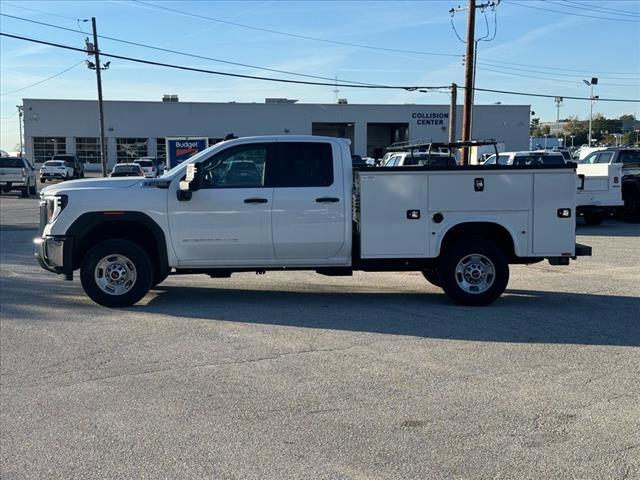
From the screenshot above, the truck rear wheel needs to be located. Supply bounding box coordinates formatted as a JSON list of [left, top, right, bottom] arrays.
[[583, 212, 604, 225], [624, 188, 640, 223], [440, 242, 509, 306], [80, 240, 153, 307]]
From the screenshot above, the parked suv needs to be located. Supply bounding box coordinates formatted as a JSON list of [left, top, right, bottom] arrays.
[[0, 157, 36, 197], [133, 158, 158, 178], [40, 160, 75, 183], [580, 148, 640, 223], [51, 153, 84, 178]]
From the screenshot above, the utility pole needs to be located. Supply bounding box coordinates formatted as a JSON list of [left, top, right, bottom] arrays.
[[449, 0, 500, 165], [87, 17, 111, 177], [16, 105, 23, 156], [462, 0, 476, 165], [449, 83, 458, 143]]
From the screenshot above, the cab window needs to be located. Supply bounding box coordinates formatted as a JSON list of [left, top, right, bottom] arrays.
[[200, 144, 269, 188], [273, 142, 336, 188]]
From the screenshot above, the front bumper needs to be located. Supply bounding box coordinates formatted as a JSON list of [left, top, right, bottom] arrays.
[[33, 236, 73, 280], [40, 173, 68, 179], [0, 178, 27, 188]]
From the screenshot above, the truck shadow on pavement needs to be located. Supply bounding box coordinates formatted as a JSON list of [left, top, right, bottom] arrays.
[[576, 219, 640, 237], [0, 269, 640, 347], [140, 285, 640, 346]]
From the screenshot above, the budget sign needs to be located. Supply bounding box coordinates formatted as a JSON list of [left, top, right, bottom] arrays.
[[167, 137, 209, 168]]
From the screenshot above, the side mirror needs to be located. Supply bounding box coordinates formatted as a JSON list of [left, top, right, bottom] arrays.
[[178, 163, 202, 201]]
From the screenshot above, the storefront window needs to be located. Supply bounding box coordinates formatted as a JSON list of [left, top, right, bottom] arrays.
[[116, 138, 147, 163], [76, 137, 100, 163], [33, 137, 67, 163]]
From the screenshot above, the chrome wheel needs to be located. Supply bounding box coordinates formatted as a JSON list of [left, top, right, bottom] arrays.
[[455, 253, 496, 294], [94, 254, 138, 295]]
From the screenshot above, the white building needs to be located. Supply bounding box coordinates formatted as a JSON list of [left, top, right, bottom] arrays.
[[23, 98, 530, 167]]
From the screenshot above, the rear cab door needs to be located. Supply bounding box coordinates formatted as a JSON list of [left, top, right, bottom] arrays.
[[271, 139, 351, 265]]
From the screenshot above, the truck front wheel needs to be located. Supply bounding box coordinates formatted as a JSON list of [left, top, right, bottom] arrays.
[[80, 240, 153, 307], [422, 269, 442, 288], [440, 242, 509, 306]]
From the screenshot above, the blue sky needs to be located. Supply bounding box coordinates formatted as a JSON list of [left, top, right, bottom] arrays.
[[0, 0, 640, 150]]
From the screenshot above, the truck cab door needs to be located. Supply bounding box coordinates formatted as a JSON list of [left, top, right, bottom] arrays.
[[168, 143, 274, 267], [271, 141, 351, 265]]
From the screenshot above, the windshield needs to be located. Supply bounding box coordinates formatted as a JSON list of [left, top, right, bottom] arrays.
[[620, 150, 640, 165], [0, 157, 24, 168], [162, 142, 220, 177]]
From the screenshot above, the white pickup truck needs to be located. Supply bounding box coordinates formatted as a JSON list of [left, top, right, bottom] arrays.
[[35, 135, 591, 307]]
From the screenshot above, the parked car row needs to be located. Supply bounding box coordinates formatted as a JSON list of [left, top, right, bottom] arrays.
[[0, 156, 37, 197]]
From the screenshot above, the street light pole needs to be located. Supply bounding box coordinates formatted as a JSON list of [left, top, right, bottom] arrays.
[[87, 17, 110, 177], [16, 105, 23, 156], [582, 77, 598, 146]]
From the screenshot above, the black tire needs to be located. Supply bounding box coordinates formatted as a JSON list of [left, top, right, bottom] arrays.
[[80, 239, 153, 308], [422, 268, 442, 288], [440, 238, 509, 306], [151, 272, 169, 288], [624, 189, 640, 223], [582, 212, 604, 225]]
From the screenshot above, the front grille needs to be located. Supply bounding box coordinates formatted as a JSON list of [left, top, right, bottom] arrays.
[[38, 200, 48, 237]]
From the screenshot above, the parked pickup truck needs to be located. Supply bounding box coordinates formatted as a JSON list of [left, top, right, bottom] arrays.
[[578, 148, 640, 222], [576, 159, 624, 225], [35, 135, 591, 307]]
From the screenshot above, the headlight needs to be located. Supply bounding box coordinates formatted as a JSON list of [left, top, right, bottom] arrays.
[[42, 195, 69, 223]]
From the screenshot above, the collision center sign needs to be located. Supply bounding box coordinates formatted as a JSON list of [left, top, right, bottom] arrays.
[[167, 137, 209, 168], [411, 112, 449, 125]]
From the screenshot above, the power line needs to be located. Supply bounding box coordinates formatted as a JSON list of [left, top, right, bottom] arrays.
[[4, 2, 83, 22], [0, 7, 638, 78], [0, 32, 448, 91], [478, 65, 640, 87], [0, 60, 84, 97], [547, 0, 640, 17], [132, 0, 462, 58], [484, 59, 640, 76], [0, 13, 380, 85], [0, 110, 18, 120], [478, 60, 640, 79], [509, 0, 639, 23], [468, 87, 640, 103], [5, 32, 640, 103]]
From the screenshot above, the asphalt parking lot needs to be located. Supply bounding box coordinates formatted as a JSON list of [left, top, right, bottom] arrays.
[[0, 188, 640, 479]]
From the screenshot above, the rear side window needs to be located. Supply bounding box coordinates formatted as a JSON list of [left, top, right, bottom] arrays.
[[619, 150, 640, 165], [0, 157, 24, 168], [593, 152, 613, 163], [274, 142, 333, 187]]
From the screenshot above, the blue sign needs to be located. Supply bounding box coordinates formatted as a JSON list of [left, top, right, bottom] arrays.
[[167, 137, 209, 168]]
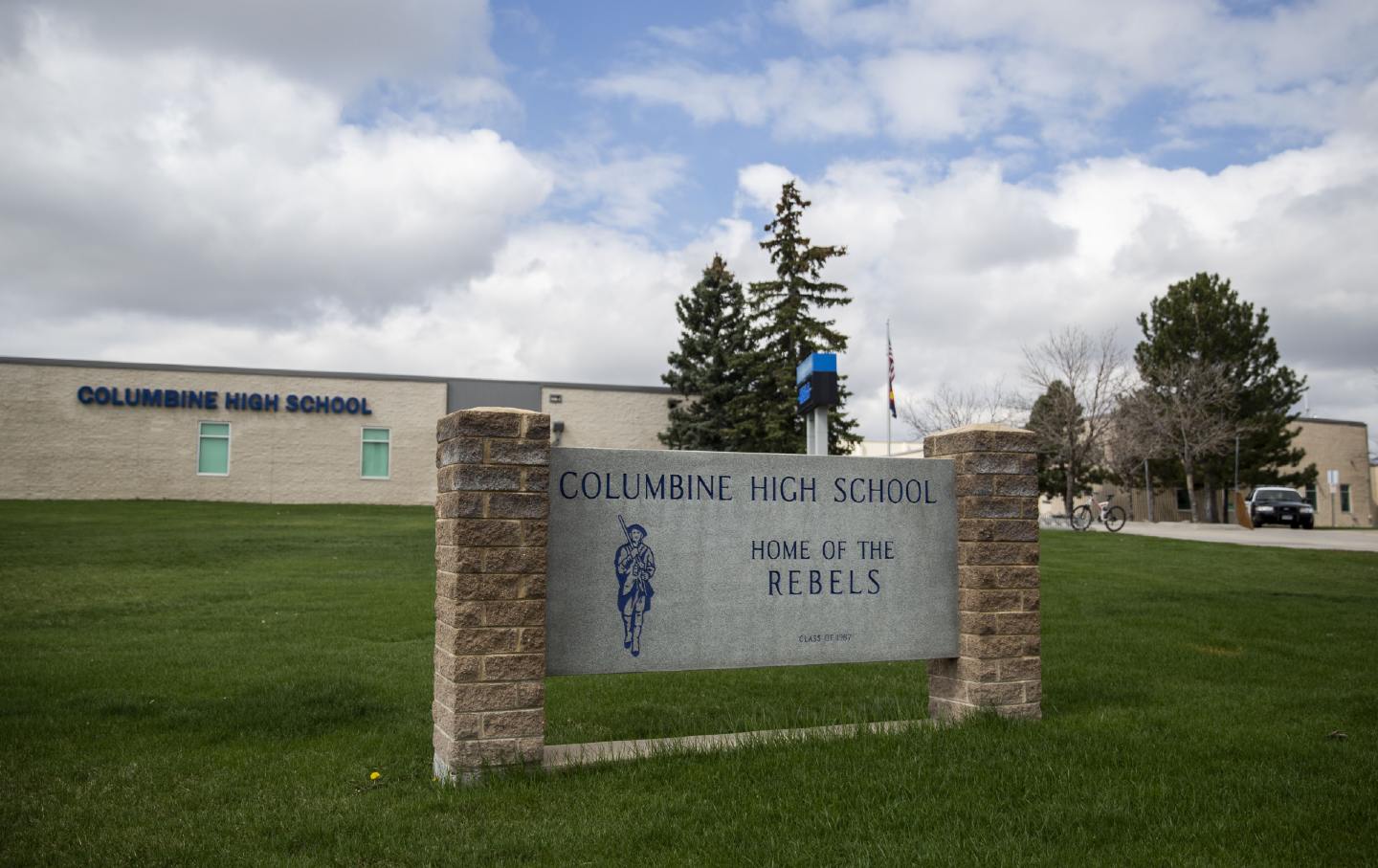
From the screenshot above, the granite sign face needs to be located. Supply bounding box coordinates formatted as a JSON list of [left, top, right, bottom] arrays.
[[545, 448, 958, 675]]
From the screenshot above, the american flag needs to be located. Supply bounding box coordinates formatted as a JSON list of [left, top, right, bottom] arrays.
[[884, 323, 900, 419]]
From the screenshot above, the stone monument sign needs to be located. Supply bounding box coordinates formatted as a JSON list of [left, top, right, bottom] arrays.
[[545, 448, 958, 675]]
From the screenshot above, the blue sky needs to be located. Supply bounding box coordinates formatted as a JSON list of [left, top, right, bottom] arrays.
[[0, 0, 1378, 449]]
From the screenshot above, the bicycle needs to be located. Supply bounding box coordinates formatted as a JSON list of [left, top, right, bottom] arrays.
[[1072, 495, 1124, 533]]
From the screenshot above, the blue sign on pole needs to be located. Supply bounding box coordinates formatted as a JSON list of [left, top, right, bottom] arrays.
[[793, 353, 838, 386], [793, 353, 838, 413]]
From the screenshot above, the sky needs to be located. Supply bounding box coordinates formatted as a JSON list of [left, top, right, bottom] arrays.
[[0, 0, 1378, 449]]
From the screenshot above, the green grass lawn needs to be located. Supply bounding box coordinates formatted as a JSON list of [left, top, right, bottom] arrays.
[[0, 501, 1378, 865]]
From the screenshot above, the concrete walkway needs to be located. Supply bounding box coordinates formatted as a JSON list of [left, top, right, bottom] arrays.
[[1063, 521, 1378, 552]]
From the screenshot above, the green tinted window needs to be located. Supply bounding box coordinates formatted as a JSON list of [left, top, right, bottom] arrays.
[[358, 429, 391, 479], [195, 422, 230, 477]]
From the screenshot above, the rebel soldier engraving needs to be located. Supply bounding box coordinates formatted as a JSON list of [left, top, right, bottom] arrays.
[[613, 515, 656, 657]]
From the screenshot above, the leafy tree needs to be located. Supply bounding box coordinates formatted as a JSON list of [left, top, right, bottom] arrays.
[[1134, 273, 1316, 518], [739, 181, 861, 454], [658, 255, 752, 452]]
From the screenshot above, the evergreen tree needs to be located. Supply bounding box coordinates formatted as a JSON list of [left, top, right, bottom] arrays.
[[658, 255, 752, 452], [1134, 273, 1316, 517], [740, 181, 861, 454]]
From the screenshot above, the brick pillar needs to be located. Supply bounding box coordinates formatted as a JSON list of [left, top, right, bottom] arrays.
[[432, 408, 550, 781], [923, 424, 1043, 720]]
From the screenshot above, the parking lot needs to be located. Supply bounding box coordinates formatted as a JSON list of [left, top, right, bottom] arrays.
[[1091, 521, 1378, 552]]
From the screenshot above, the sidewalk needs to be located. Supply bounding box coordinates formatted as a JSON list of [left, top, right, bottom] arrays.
[[1069, 521, 1378, 552]]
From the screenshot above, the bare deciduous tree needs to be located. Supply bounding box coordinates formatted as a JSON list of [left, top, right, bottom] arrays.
[[1105, 385, 1175, 520], [900, 380, 1021, 439], [1134, 360, 1246, 523], [1024, 325, 1127, 515]]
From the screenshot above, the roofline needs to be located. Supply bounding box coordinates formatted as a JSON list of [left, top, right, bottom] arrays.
[[0, 355, 674, 394], [1296, 416, 1368, 429]]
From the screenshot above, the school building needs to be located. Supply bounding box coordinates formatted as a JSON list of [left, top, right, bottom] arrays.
[[1091, 416, 1378, 527], [0, 357, 676, 504]]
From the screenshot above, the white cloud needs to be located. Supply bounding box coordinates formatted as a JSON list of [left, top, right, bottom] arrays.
[[552, 148, 685, 229], [739, 135, 1378, 436], [591, 0, 1378, 145], [0, 0, 498, 94], [0, 19, 554, 319], [589, 57, 875, 139]]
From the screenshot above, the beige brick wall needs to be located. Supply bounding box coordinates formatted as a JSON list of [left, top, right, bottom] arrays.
[[540, 386, 673, 449], [0, 363, 445, 504], [1085, 419, 1378, 527], [1294, 419, 1374, 527]]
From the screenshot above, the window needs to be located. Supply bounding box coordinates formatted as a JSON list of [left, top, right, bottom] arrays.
[[358, 429, 392, 479], [195, 422, 230, 477]]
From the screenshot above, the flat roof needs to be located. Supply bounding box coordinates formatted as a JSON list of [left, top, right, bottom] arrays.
[[0, 355, 674, 394], [1297, 416, 1368, 429]]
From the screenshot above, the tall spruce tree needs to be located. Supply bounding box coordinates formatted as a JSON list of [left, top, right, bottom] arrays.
[[658, 255, 752, 452], [742, 181, 861, 455], [1134, 273, 1316, 518]]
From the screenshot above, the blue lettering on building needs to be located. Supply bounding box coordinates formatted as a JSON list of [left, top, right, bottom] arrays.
[[78, 386, 371, 415]]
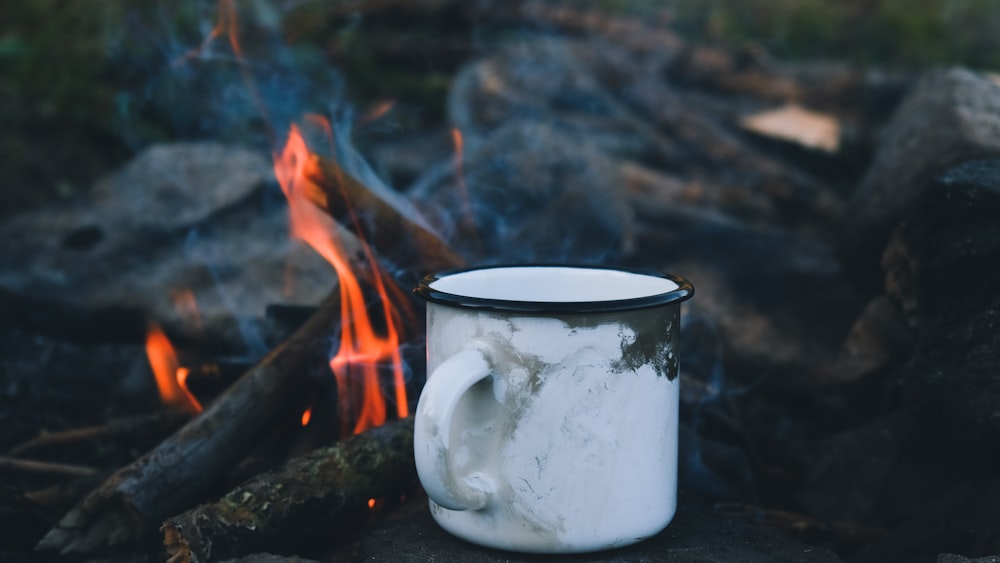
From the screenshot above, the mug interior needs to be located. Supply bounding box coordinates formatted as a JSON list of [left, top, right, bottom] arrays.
[[428, 266, 679, 303], [414, 265, 694, 313]]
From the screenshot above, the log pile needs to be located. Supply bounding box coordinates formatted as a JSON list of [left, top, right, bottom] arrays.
[[0, 0, 1000, 562]]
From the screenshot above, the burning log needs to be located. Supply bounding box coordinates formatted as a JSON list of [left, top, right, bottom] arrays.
[[304, 153, 464, 272], [162, 418, 416, 563], [37, 131, 462, 553], [37, 291, 340, 553]]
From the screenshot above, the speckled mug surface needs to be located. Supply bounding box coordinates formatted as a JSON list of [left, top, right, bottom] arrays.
[[414, 265, 694, 553]]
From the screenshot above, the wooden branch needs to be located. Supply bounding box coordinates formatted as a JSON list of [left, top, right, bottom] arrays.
[[0, 457, 101, 477], [161, 418, 416, 563], [37, 147, 463, 553], [305, 154, 465, 273], [7, 410, 188, 456], [37, 290, 340, 553]]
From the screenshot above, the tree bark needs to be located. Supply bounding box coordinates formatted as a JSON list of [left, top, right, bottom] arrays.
[[37, 291, 340, 553], [161, 418, 416, 563]]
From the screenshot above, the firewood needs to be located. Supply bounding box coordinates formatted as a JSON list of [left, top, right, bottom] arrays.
[[0, 457, 101, 477], [162, 418, 416, 563], [740, 104, 840, 153], [305, 154, 464, 273], [37, 290, 340, 553], [7, 410, 188, 457]]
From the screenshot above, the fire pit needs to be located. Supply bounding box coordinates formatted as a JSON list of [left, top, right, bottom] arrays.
[[0, 1, 1000, 561]]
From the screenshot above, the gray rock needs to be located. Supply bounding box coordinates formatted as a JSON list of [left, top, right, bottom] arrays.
[[330, 501, 840, 563], [839, 68, 1000, 289]]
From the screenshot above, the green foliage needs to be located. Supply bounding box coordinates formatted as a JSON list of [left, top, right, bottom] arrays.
[[664, 0, 1000, 69]]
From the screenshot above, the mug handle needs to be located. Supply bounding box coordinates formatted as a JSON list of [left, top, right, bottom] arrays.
[[413, 343, 495, 510]]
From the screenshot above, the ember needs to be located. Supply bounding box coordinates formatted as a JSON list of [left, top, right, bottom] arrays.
[[146, 324, 202, 413], [0, 0, 1000, 563], [274, 123, 412, 434]]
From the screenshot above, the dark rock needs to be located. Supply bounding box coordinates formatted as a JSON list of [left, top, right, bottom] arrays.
[[802, 159, 1000, 562], [0, 143, 335, 353], [839, 68, 1000, 289], [800, 409, 921, 527], [636, 221, 864, 390], [937, 553, 1000, 563], [330, 501, 839, 563], [883, 159, 1000, 452]]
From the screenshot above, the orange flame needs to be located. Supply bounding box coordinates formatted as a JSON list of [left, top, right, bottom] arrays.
[[146, 323, 202, 414], [274, 120, 409, 434]]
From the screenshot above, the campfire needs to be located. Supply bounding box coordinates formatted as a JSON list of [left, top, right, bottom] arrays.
[[0, 0, 1000, 562]]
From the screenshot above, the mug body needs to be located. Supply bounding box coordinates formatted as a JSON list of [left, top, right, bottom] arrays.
[[416, 266, 689, 553]]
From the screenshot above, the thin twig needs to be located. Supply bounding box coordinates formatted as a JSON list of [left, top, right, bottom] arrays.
[[0, 457, 101, 477]]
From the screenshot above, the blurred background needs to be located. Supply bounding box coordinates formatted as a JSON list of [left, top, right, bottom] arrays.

AIM
Give the stretch of the data from the line containing "From the screenshot above, the parked pickup" through the line containing "225], [35, 135, 591, 307]]" as a numbered list, with blank lines left out.

EXERCISE SOLUTION
1. From the screenshot above, the parked pickup truck needs to be located. Supply bounding box coordinates formatted as a JSON list of [left, top, right, bottom] arrays.
2. [[578, 148, 640, 222], [576, 159, 624, 225], [35, 135, 591, 307]]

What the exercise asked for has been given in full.